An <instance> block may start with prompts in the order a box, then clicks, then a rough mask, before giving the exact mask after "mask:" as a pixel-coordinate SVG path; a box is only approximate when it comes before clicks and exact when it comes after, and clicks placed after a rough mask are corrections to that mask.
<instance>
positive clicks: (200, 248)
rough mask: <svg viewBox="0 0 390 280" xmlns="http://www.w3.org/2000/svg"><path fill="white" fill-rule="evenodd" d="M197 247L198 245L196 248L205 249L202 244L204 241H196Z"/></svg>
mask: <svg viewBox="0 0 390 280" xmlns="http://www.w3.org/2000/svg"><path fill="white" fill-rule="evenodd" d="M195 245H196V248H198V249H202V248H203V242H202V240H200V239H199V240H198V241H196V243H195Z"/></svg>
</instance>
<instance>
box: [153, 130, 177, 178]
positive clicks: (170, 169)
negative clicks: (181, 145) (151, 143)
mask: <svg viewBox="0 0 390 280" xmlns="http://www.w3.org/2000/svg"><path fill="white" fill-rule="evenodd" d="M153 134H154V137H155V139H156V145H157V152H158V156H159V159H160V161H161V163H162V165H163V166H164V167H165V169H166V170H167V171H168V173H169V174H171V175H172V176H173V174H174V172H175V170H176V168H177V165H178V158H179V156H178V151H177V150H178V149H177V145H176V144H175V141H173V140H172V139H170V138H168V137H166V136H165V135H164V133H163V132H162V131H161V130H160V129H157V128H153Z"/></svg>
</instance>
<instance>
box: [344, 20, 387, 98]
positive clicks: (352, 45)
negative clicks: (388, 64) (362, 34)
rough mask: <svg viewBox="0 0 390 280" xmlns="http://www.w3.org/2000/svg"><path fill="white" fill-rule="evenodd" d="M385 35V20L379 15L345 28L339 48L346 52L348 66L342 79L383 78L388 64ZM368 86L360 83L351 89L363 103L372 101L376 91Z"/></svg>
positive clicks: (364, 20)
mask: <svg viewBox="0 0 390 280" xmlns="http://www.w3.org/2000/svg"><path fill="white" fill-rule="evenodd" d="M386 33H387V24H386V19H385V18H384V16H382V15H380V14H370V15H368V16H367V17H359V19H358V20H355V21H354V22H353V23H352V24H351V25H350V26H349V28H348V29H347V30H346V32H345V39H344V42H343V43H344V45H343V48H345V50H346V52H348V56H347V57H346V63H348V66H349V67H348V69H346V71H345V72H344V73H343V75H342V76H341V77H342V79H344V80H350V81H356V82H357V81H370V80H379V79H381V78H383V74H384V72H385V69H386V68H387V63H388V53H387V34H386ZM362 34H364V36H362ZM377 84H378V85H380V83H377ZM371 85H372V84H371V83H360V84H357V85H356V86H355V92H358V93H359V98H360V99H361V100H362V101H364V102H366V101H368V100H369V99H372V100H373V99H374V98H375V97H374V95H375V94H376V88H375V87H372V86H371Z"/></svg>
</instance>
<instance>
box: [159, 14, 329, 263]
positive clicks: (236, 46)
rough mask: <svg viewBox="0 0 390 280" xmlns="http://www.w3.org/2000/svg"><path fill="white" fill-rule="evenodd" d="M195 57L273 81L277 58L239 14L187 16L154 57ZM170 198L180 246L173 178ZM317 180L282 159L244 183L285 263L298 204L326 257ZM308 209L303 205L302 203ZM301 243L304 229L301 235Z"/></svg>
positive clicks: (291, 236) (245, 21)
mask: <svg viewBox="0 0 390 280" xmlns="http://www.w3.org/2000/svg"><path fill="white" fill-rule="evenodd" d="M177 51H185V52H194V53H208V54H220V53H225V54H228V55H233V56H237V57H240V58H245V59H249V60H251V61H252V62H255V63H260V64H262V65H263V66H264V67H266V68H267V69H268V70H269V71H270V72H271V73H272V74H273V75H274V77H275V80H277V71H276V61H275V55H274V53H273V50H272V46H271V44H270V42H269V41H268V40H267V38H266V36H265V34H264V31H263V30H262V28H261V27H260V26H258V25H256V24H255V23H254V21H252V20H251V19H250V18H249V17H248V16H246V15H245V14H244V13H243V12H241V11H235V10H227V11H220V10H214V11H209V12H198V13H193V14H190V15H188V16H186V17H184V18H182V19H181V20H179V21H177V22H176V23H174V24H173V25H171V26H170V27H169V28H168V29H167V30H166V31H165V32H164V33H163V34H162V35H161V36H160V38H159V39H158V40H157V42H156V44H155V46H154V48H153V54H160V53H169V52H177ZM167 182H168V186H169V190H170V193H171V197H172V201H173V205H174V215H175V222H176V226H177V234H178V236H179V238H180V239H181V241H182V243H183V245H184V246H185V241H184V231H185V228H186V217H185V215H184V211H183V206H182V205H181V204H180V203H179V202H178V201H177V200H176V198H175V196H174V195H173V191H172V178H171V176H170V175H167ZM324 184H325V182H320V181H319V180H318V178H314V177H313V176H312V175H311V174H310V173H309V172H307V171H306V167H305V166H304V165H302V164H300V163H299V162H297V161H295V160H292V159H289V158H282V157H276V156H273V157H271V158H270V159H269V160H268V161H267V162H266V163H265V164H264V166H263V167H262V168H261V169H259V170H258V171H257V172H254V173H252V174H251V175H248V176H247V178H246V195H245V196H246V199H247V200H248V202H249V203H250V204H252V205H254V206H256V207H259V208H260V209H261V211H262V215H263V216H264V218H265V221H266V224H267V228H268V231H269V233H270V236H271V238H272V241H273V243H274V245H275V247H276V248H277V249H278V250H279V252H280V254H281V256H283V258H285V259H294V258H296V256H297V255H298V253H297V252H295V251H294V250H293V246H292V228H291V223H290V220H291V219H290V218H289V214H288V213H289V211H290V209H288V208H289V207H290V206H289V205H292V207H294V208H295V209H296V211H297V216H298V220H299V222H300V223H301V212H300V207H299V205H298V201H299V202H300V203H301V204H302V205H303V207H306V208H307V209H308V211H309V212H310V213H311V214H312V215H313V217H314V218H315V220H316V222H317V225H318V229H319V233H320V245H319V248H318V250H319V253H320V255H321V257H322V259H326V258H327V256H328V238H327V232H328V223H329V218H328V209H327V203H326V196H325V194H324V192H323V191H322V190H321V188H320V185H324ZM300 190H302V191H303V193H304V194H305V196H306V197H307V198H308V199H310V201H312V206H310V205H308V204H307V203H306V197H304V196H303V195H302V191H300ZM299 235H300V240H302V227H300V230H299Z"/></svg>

-- Description of the task --
The reply should hold only the lines of the listing above starting at the line containing "negative clicks: (388, 64) (362, 34)" and ending at the line containing "35V20L379 15L345 28L339", exactly as written.

-- Exercise output --
negative clicks: (388, 64) (362, 34)
rough mask: <svg viewBox="0 0 390 280" xmlns="http://www.w3.org/2000/svg"><path fill="white" fill-rule="evenodd" d="M385 35V20L379 15L345 28L339 48L346 52L348 66L342 79L383 78L388 64ZM368 86L360 83L351 89L363 103L372 101L376 91Z"/></svg>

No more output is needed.